Display each line of the material that contains the string "path".

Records
—————
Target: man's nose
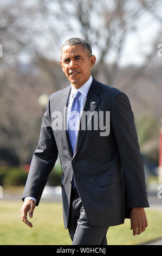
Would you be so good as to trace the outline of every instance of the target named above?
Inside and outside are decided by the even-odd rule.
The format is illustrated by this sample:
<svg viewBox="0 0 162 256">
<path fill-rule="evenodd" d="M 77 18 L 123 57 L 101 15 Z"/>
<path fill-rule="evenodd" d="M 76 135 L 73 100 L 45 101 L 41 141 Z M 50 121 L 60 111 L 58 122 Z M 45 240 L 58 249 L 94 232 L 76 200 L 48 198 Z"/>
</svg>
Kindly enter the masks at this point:
<svg viewBox="0 0 162 256">
<path fill-rule="evenodd" d="M 75 68 L 77 64 L 76 63 L 76 62 L 75 60 L 71 60 L 69 63 L 69 68 L 72 69 Z"/>
</svg>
—————
Response to the task
<path fill-rule="evenodd" d="M 77 18 L 123 57 L 101 15 Z"/>
<path fill-rule="evenodd" d="M 76 135 L 73 100 L 45 101 L 41 141 Z M 50 121 L 60 111 L 58 122 Z M 45 240 L 58 249 L 94 232 L 76 200 L 48 198 Z"/>
<path fill-rule="evenodd" d="M 75 68 L 77 64 L 76 63 L 76 62 L 75 60 L 71 60 L 69 63 L 69 68 L 72 69 Z"/>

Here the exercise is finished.